> [EXERCISE PASSAGE]:
--------------------
Screen-staring can cause computer vision syndrome

By Shayna Brouker • Published: May 9th, 2011
Category: Health in a Heartbeat

You’ve been slaving over that report for hours now, switching between squinting at words on a computer screen and pounding the keyboard. You take breaks to check your phone or watch a funny video on the Internet, but by three in the afternoon, you’ve got a headache and blurry vision. It could be the normal afternoon slump, or you could be suffering from a new condition called computer vision syndrome, or C-V-S.

The marvels of modern technology may be leaving desk workers, technology junkies and TV addicts alike with a serious side effect from staring at a digital screen all day. Ninety percent of people who spend two or more hours every day with their eyes glued to a screen, be it computer monitor, smart phone or even an e-reader, could be affected by C-V-S. Symptoms include blurry vision, headaches and dry eyes.
--------------------
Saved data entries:

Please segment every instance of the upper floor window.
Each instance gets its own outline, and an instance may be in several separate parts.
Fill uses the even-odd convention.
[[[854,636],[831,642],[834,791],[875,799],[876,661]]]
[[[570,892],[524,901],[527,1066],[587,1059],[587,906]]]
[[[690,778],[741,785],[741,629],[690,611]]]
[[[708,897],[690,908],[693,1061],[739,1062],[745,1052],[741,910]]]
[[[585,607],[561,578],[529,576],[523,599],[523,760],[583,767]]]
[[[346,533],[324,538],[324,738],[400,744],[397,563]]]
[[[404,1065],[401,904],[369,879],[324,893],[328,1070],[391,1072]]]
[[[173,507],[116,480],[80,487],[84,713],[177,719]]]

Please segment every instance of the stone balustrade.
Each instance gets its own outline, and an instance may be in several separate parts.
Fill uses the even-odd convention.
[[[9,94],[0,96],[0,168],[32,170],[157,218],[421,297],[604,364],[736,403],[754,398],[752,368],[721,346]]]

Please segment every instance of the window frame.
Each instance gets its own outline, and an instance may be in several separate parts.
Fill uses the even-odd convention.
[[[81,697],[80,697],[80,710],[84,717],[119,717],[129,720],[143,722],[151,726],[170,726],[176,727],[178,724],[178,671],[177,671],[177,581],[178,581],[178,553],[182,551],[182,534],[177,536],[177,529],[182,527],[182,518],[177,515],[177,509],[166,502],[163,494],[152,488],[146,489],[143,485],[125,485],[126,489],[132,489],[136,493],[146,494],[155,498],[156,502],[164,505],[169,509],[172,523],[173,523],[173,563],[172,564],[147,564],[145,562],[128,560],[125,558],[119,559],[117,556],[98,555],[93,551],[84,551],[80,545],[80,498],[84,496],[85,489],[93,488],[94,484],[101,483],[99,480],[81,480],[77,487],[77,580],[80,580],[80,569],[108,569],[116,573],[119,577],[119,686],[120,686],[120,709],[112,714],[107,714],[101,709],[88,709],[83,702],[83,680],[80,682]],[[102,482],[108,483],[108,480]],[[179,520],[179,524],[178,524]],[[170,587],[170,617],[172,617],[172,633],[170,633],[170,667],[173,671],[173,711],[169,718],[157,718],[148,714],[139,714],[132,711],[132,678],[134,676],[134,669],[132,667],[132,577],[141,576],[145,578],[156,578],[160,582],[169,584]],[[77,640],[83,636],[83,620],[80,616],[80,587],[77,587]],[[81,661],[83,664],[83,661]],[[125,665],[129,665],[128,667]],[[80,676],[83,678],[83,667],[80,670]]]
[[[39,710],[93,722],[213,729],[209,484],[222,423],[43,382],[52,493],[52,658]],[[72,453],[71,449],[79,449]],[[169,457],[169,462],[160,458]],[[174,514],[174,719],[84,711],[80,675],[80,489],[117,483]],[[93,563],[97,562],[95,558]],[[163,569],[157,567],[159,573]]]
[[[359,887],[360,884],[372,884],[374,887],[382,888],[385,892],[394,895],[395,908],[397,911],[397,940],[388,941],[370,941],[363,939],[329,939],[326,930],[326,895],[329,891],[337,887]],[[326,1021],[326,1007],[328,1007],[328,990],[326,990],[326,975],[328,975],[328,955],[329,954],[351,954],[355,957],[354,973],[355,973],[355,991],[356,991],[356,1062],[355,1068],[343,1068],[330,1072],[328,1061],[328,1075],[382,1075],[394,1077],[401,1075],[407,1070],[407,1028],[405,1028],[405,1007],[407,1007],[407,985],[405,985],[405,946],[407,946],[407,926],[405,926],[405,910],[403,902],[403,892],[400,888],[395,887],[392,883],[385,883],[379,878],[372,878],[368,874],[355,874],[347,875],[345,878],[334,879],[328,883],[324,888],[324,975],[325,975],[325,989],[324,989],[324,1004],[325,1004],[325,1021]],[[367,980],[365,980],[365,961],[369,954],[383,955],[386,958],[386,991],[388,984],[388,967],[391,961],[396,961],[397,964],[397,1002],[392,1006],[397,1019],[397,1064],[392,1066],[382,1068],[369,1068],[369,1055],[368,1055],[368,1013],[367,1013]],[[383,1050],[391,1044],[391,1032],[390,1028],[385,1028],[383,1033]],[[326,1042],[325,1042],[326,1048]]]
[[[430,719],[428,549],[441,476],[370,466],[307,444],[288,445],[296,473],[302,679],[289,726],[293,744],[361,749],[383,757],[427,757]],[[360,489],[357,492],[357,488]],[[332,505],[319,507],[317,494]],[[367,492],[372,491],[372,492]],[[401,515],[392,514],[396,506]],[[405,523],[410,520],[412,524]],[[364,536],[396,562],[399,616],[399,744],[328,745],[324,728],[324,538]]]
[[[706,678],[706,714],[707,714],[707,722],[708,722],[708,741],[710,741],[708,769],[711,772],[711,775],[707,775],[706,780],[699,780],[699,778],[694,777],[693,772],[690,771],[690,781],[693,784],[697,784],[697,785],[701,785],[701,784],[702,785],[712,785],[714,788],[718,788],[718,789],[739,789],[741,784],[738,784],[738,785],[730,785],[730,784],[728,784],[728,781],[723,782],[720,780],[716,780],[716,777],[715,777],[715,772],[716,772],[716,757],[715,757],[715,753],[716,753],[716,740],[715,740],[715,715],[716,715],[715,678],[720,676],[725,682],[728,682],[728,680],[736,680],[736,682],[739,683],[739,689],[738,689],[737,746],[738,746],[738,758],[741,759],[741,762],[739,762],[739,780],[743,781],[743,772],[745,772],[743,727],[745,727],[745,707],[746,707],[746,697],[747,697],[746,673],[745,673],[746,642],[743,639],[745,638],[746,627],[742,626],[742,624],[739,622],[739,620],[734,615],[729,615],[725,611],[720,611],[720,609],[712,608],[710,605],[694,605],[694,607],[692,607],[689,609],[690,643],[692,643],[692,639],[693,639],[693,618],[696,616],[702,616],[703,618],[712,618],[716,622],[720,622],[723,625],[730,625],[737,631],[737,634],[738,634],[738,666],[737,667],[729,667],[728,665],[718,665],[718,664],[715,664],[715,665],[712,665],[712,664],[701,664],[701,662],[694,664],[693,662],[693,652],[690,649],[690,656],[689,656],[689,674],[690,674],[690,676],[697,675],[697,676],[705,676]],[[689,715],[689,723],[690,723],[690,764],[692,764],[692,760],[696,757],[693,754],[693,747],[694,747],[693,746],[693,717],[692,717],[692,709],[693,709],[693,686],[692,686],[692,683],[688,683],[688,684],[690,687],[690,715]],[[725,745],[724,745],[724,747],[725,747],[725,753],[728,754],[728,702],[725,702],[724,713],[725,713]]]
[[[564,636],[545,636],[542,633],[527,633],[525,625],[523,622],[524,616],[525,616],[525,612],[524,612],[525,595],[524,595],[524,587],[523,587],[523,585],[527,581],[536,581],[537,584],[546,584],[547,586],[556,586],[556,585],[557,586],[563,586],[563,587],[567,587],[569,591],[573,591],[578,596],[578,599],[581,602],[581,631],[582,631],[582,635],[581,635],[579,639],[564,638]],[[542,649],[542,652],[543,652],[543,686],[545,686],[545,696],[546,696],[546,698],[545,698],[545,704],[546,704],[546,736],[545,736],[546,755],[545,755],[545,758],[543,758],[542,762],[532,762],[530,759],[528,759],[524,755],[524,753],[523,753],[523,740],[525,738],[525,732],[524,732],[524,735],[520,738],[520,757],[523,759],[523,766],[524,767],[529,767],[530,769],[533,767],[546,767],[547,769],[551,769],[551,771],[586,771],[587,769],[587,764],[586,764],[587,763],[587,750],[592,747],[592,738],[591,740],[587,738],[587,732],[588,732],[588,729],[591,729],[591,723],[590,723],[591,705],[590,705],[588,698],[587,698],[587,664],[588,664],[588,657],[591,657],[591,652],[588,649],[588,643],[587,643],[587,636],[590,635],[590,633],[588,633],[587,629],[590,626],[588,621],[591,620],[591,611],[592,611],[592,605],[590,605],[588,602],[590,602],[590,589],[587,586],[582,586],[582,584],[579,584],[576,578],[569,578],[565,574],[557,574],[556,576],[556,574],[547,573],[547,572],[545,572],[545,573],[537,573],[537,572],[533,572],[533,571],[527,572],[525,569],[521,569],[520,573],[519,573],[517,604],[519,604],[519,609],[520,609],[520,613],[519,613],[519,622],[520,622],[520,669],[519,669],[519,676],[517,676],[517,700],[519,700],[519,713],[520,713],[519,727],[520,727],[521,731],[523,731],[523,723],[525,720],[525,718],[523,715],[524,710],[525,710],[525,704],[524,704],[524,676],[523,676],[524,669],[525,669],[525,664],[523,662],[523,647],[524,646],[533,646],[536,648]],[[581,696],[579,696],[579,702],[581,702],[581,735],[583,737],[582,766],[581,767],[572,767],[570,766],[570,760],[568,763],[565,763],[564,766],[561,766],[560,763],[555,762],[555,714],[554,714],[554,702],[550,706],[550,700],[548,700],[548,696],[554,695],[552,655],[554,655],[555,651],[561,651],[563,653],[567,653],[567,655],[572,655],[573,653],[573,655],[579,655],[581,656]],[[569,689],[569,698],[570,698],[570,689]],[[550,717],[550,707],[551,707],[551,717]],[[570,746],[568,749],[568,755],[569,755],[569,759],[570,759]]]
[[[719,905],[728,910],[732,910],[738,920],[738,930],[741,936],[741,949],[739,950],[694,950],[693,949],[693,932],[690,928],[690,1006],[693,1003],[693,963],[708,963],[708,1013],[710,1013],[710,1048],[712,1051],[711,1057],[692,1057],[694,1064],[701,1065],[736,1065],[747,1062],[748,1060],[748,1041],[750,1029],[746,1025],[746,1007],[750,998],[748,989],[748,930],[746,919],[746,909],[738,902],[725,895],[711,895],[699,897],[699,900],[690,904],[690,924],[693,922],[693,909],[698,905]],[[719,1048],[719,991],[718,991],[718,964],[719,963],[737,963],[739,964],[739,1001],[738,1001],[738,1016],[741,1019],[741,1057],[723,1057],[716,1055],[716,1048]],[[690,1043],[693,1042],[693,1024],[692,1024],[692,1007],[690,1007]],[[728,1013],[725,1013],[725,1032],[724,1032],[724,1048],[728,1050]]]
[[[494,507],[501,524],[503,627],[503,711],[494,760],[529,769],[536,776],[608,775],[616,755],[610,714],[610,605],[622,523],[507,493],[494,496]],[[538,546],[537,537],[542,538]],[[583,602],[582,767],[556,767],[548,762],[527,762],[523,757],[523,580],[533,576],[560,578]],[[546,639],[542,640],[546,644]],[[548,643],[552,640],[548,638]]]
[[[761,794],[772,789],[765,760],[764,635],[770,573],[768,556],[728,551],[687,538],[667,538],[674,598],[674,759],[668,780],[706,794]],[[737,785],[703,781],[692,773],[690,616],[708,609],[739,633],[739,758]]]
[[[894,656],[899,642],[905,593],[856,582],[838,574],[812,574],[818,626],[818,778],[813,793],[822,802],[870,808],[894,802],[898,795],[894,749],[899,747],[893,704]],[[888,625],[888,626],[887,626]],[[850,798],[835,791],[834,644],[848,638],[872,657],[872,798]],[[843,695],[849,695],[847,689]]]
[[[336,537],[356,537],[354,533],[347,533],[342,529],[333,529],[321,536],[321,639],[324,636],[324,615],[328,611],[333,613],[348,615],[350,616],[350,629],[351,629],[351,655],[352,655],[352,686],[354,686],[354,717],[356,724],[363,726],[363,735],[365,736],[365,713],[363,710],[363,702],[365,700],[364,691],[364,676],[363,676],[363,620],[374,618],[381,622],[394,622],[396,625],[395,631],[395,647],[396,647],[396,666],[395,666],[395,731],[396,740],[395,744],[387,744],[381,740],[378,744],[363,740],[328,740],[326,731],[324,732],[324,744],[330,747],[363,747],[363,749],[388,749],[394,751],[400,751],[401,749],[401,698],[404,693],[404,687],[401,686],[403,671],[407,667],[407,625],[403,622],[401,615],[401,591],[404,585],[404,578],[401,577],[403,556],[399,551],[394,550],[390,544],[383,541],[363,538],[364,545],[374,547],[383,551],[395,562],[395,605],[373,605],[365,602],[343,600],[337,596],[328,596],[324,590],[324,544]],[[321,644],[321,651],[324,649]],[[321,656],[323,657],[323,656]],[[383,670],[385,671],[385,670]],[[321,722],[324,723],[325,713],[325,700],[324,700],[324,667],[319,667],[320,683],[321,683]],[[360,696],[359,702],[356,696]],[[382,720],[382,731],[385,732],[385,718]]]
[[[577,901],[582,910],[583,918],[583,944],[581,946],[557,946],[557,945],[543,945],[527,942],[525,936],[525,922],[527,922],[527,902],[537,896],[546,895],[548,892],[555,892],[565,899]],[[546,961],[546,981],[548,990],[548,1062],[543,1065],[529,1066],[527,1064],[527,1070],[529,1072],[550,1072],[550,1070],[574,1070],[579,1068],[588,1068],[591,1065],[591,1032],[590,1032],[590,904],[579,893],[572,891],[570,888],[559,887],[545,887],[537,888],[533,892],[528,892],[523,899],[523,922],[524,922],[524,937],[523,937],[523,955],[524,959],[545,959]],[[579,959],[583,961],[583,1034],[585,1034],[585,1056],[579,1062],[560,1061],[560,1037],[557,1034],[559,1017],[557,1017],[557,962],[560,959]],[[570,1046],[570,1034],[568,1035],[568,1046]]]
--------------------
> [PROBLEM DETAILS]: Reproduce the part of the passage on computer vision syndrome starting at "By Shayna Brouker" and ending at "and dry eyes.".

> [RESULT OF THE EXERCISE]:
By Shayna Brouker • Published: May 9th, 2011
Category: Health in a Heartbeat

You’ve been slaving over that report for hours now, switching between squinting at words on a computer screen and pounding the keyboard. You take breaks to check your phone or watch a funny video on the Internet, but by three in the afternoon, you’ve got a headache and blurry vision. It could be the normal afternoon slump, or you could be suffering from a new condition called computer vision syndrome, or C-V-S.

The marvels of modern technology may be leaving desk workers, technology junkies and TV addicts alike with a serious side effect from staring at a digital screen all day. Ninety percent of people who spend two or more hours every day with their eyes glued to a screen, be it computer monitor, smart phone or even an e-reader, could be affected by C-V-S. Symptoms include blurry vision, headaches and dry eyes.